╭─ Data to examine
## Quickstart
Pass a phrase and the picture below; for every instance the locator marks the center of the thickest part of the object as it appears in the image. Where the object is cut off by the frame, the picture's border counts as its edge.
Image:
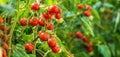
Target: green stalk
(12, 30)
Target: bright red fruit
(41, 23)
(56, 49)
(1, 20)
(79, 35)
(4, 54)
(85, 39)
(89, 7)
(52, 42)
(80, 6)
(87, 13)
(50, 27)
(47, 16)
(23, 21)
(29, 47)
(90, 44)
(54, 9)
(58, 16)
(34, 22)
(5, 46)
(5, 39)
(89, 49)
(44, 36)
(35, 6)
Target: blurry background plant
(102, 28)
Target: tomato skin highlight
(80, 6)
(29, 47)
(50, 27)
(43, 36)
(41, 23)
(34, 22)
(52, 42)
(4, 54)
(79, 35)
(87, 13)
(23, 21)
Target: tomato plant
(59, 28)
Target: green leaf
(104, 50)
(19, 51)
(27, 38)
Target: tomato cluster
(51, 40)
(43, 21)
╰─
● Task to complete
Omit every picture, then repeat the remaining data exactly as it appears above.

● Output for this task
## Quickstart
Pass a phrase and the picture below; for every instance the locator marks the center of the thickest part of the object as it appears in the image. Where the object is cut off by the frame, the picture's border counts as its edge.
Image:
Target: green stalk
(12, 30)
Target: bright red fruit
(41, 23)
(56, 49)
(1, 20)
(79, 35)
(4, 54)
(85, 39)
(89, 7)
(52, 42)
(80, 6)
(87, 13)
(50, 27)
(47, 16)
(23, 21)
(29, 47)
(90, 44)
(54, 9)
(58, 16)
(34, 22)
(5, 46)
(5, 39)
(89, 49)
(44, 36)
(35, 6)
Target: blurry background plant
(102, 28)
Target: tomato skin highlight
(80, 6)
(29, 47)
(50, 27)
(43, 36)
(41, 23)
(34, 22)
(52, 42)
(4, 54)
(79, 35)
(87, 13)
(23, 21)
Target: tomato plant
(59, 28)
Target: green leaf
(104, 50)
(19, 51)
(27, 38)
Target: tomato cluster
(51, 40)
(43, 21)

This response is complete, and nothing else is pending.